Copy out the part of the excerpt on cryoDRGN that begins at the words "Bringing in the" and stops after the words "more user-friendly interface.", keeping every word and mark unchanged.

▶ [Selected excerpt]
....

Before rotating in the Davis lab, Zhong had never performed bench work before — or even touched a pipette. She was fascinated to find how streamlined some very powerful molecular biology techniques can be. Still, Zhong realized that physical limitations mean that biology is much slower when it’s done at the bench instead of on a computer. “With computational research, you can automate experiments and run them super quickly, whereas in the wet lab, you only have two hands, so you can only do one experiment at a time,” she says.
Zhong says that synergizing the two different cultures of the Davis and Berger labs is helping her become a well-rounded, adaptable scientist. Working around experimentalists in the Davis lab has shown her how much labor goes into experimental results, and also helped her to understand the hurdles that scientists face at the bench. In the Berger lab, she enjoys having coworkers who understand the challenges of computer programming.
“The key challenge in collaborating across disciplines is understanding each other’s ‘languages,’” Berger says. “Students like Ellen are fortunate to be learning both biology and computing dialects simultaneously.”
Bringing in the community
Last spring revealed another reason for biologists to learn computational skills: these tools can be used anywhere there’s a computer and an internet connection. When the Covid-19 pandemic hit, Zhong’s colleagues in the Davis lab had to wind down their bench work for a few months, and many of them filled their time at home by using cryo-EM data that’s freely available online to help Zhong test her cryoDRGN software. The difficulty of understanding another discipline’s language quickly became apparent, and Zhong spent a lot of time teaching her colleagues to be programmers. Seeing the problems that nonprogrammers ran into when they used cryoDRGN was very informative, Zhong says, and helped her create a more user-friendly interface.
Although the paper announcing cryoDRGN was just published in February, the tool created a stir as soon as Zhong posted her code online, many months prior. The cryoDRGN team thinks this is because leveraging knowledge from two disciplines let them visualize the full range of structures that protein complexes can have, and that’s something researchers have wanted to do for a long time. For example, the cryoDRGN team recently collaborated with researchers from Harvard and Washington universities to study locomotion of the single-celled organism Chlamydomonas reinhardtii. The mechanisms they uncovered could shed light on human health conditions, like male infertility, that arise when cells lose the ability to move. The team is also using cryoDRGN to study the structure of the SARS-CoV-2 spike protein, which could help scientists design treatments and vaccines to fight coronaviruses.
Zhong, Berger, and Davis say they’re excited to continue using neural nets to improve cryo-EM analysis, and to extend their computational work to other aspects of biology. Davis cited mass spectrometry as “a ripe area to apply computation.” This technique can complement cryo-EM by showing researchers the identities of proteins, how many of them are bound together, and how cells have modified them.
“Collaborations between disciplines are the future,” Berger says. “Researchers focused on a single discipline can take it only so far with existing techniques. Shining a different lens on the problem is how advances can be made.”
Zhong says it’s not a bad way to spend a PhD, either. Asked what she’d say to incoming graduate students considering interdisciplinary projects, she says: “Definitely do it.”

....

▶ [Source material]
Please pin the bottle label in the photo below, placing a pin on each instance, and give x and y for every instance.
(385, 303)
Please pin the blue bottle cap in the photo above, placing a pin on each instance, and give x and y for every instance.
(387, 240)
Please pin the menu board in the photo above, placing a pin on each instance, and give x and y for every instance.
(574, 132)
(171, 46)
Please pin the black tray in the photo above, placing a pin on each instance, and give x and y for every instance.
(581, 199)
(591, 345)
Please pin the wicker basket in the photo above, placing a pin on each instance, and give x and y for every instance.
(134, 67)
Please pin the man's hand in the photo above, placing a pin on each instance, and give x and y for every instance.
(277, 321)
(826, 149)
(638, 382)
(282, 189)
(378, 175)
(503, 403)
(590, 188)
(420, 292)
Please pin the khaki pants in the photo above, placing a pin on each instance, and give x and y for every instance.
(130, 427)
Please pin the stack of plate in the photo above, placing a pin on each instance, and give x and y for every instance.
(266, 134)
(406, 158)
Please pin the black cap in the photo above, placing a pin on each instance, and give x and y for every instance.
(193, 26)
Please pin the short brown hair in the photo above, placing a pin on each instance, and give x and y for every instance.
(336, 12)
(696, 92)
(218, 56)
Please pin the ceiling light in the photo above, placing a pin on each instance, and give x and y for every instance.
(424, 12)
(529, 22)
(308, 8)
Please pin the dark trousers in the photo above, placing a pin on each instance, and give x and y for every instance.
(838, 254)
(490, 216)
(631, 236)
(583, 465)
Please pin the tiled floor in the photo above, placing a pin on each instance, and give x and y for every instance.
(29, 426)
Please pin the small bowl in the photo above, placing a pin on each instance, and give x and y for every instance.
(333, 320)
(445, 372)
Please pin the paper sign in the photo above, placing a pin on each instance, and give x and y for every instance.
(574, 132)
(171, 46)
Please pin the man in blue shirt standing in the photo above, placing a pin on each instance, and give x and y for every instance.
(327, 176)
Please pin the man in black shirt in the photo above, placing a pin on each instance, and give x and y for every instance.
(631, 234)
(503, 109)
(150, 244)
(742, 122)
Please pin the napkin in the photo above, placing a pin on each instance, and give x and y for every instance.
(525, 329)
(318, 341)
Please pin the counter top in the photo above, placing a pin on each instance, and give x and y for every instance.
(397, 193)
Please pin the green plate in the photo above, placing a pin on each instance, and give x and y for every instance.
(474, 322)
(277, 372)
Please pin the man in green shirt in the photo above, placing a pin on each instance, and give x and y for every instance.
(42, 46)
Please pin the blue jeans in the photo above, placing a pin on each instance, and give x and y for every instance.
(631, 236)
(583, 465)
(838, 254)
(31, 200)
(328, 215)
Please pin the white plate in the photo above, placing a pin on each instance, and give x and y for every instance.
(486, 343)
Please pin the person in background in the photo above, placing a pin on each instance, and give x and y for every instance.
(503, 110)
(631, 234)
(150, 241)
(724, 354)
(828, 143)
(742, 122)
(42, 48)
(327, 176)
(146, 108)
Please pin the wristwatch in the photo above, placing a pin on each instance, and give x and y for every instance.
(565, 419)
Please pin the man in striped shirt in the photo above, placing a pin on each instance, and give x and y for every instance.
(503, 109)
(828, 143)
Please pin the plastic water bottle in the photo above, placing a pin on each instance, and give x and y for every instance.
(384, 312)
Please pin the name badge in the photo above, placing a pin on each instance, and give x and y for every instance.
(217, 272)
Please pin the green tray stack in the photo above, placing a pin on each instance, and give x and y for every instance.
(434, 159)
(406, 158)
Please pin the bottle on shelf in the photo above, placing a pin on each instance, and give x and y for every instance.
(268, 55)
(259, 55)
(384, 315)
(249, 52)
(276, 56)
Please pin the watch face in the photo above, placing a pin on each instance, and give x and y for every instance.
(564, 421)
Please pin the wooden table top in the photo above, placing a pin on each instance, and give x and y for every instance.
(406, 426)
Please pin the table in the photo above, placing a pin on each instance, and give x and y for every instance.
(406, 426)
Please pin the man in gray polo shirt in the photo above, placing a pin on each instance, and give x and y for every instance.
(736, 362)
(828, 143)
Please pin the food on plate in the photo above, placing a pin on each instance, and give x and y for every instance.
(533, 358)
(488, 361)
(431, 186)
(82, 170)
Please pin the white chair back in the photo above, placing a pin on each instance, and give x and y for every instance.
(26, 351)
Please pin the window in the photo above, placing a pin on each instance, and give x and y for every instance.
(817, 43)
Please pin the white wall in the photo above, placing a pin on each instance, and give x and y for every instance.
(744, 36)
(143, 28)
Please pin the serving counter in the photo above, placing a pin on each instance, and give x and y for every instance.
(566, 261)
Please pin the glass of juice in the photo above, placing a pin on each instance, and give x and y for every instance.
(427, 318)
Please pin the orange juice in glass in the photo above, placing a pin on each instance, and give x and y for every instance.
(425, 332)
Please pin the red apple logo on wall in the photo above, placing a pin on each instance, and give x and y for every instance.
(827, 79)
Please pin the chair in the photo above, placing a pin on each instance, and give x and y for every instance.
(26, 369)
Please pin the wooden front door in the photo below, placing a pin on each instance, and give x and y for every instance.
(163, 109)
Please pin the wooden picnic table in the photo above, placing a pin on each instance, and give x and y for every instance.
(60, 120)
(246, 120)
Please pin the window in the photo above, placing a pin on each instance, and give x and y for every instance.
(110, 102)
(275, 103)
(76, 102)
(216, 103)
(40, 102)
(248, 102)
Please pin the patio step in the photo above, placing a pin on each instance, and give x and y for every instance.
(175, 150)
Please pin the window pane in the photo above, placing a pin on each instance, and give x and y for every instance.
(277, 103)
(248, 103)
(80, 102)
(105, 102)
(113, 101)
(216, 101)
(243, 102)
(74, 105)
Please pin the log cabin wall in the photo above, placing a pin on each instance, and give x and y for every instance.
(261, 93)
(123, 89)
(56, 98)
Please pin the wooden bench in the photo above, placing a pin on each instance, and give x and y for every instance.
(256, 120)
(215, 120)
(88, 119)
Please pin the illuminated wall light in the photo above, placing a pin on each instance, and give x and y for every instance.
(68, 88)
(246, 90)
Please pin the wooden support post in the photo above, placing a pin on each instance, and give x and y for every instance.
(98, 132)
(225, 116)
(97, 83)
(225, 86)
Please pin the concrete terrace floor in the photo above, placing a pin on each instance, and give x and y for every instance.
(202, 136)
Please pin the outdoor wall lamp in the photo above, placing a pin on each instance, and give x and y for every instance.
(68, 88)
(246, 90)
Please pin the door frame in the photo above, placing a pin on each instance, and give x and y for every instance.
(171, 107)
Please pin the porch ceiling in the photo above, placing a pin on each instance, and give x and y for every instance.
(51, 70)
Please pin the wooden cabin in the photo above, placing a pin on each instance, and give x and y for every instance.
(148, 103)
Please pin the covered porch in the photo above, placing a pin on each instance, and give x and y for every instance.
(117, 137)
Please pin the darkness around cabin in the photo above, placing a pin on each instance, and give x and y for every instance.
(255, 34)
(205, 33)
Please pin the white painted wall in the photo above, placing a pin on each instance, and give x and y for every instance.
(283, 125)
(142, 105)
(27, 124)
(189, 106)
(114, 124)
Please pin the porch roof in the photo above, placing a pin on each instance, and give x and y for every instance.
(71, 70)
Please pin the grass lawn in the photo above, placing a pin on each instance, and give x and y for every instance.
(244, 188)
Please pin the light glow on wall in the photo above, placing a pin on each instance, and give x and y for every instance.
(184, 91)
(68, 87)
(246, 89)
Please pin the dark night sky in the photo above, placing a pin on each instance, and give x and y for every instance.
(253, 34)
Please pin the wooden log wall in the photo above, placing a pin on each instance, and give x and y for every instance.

....

▶ [Expected answer]
Bringing in the community
Last spring revealed another reason for biologists to learn computational skills: these tools can be used anywhere there’s a computer and an internet connection. When the Covid-19 pandemic hit, Zhong’s colleagues in the Davis lab had to wind down their bench work for a few months, and many of them filled their time at home by using cryo-EM data that’s freely available online to help Zhong test her cryoDRGN software. The difficulty of understanding another discipline’s language quickly became apparent, and Zhong spent a lot of time teaching her colleagues to be programmers. Seeing the problems that nonprogrammers ran into when they used cryoDRGN was very informative, Zhong says, and helped her create a more user-friendly interface.